------ Source data

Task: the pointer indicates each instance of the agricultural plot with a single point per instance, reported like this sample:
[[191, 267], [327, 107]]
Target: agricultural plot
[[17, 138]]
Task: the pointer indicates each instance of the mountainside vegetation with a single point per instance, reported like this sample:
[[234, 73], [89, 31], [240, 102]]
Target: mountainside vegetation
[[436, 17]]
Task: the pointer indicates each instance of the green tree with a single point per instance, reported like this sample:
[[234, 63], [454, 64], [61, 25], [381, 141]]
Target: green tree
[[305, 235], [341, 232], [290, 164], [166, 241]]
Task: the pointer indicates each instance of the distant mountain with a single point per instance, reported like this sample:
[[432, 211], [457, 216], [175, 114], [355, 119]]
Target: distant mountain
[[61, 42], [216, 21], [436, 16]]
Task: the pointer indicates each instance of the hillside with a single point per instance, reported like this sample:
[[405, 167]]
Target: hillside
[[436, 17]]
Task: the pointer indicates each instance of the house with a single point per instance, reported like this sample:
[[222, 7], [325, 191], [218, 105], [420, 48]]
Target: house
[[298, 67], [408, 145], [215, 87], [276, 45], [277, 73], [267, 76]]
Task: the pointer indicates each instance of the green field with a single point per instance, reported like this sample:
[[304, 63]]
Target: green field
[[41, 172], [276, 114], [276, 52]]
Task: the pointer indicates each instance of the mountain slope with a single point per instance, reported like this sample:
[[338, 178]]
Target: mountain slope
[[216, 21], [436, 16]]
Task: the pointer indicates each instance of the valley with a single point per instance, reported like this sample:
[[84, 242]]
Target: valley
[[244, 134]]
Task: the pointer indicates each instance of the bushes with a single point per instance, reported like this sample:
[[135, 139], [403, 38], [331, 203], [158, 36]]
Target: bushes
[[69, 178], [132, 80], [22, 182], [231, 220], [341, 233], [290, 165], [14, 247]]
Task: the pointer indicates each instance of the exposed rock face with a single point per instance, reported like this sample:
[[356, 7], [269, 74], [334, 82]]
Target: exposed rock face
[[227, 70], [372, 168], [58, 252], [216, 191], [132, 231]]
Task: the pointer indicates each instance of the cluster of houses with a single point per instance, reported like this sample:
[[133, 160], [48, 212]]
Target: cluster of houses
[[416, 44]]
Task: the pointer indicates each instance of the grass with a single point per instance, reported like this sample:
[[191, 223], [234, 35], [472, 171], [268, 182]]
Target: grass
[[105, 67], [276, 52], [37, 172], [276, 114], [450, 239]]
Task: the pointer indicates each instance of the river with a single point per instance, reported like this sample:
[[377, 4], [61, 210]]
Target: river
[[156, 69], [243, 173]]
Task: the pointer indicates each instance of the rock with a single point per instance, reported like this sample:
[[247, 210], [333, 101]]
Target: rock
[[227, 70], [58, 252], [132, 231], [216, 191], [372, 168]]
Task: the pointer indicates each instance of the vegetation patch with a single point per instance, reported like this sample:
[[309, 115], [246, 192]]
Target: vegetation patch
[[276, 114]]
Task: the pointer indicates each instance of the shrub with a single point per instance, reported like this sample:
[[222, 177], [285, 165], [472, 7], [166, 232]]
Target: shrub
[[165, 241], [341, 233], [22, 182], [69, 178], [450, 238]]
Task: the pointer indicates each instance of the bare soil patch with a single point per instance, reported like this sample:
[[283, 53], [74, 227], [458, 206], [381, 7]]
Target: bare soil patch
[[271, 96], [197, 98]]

------------

▸ **Task directions**: What is needed is an exact, complete copy of the entries above.

▸ **Response to this exercise**:
Task: the pointer indicates each instance of the agricultural plot with a single point per instance, reported like this sample:
[[191, 267], [327, 107]]
Target: agricultural plot
[[17, 138]]
Task: the pointer indicates each instance of the mountainside vegetation with a single point per instance, reported like this sample:
[[234, 73], [89, 31], [240, 102]]
Target: mountainside vegetation
[[436, 17]]
Task: the pointer indicates each instance of the green tree with a single point per instance, reported like this sample:
[[234, 63], [454, 64], [61, 25], [381, 141]]
Target: green tree
[[305, 235], [341, 232], [290, 164], [166, 241]]
Task: the pointer indicates each instance of the distant mountain with a single point per instance, reported like this sample:
[[432, 211], [457, 216], [175, 114], [355, 119]]
Target: distant mountain
[[61, 42], [216, 21], [436, 16]]
Task: the pointer indicates each instance of the hillside with a single point per instance, reported like this sample:
[[405, 167]]
Target: hillside
[[436, 17]]
Task: the pointer indicates each instance of the house with a single point per instance, reported like this sample:
[[222, 7], [325, 191], [218, 105], [420, 48]]
Target: house
[[298, 67], [408, 145], [215, 87], [276, 45], [277, 73], [267, 76]]
Task: the pointer indicates each instance of the green field with a single point per instance, reported like this sample:
[[304, 63]]
Target: green field
[[41, 172], [276, 114], [276, 52]]
Task: the pointer indicates each instance of the mountain slope with a single point per instance, reported like this sample:
[[338, 178]]
Target: mountain slope
[[216, 21], [436, 16]]
Task: the pointer indicates each instance of the valley with a single point per instance, reported like this sample:
[[84, 242]]
Target: valley
[[244, 134]]
Task: the pointer indicates each instance of the bushes with a single point per instance, reported like this sample:
[[135, 139], [403, 38], [331, 203], [158, 36]]
Target: bushes
[[69, 178], [132, 80], [22, 182], [231, 220], [341, 233], [290, 165], [14, 247]]
Task: the pointer indicates each instance of the exposed rock face with a single point per instance, reported like this sample:
[[356, 7], [269, 74], [334, 82]]
Target: exposed rock face
[[227, 70], [372, 168], [58, 252], [216, 191], [132, 231]]
Task: the pointer indicates each instance of the cluster of houses with a single point per instance, reported like this sample:
[[133, 160], [48, 212]]
Target: cluster of houses
[[416, 44]]
Task: the pointer indicates each instance of the grass with a single point per instance, reported like this sample:
[[191, 223], [234, 35], [472, 171], [268, 182]]
Target: grass
[[105, 67], [276, 52], [37, 172], [276, 114], [450, 239]]
Task: the pointer indicates each instance of the river with a single point per instance, reported like this sample:
[[377, 4], [61, 210]]
Target: river
[[156, 69], [243, 173]]
Task: the pointer indicates each instance of the rock with a single point per instance, reported like this sample:
[[247, 210], [333, 101]]
Target: rock
[[227, 70], [58, 252], [132, 231], [216, 191], [372, 168]]
Task: the pointer indicates each instance of the vegetation patch with a single point per instance, reported like this sample:
[[309, 115], [246, 192]]
Target: vegetation patch
[[276, 114]]
Task: the pointer indicates each instance of the shrub with a single point per instance, reported like this sample:
[[222, 177], [285, 165], [472, 7], [166, 232]]
Target: shrub
[[165, 241], [341, 233], [22, 182], [69, 178], [450, 238]]
Task: the pointer indicates each instance of the bare soil patch with a single point per instance, reported like this sample:
[[283, 53], [74, 227], [458, 206], [381, 7]]
Target: bare soil patch
[[271, 96], [197, 98]]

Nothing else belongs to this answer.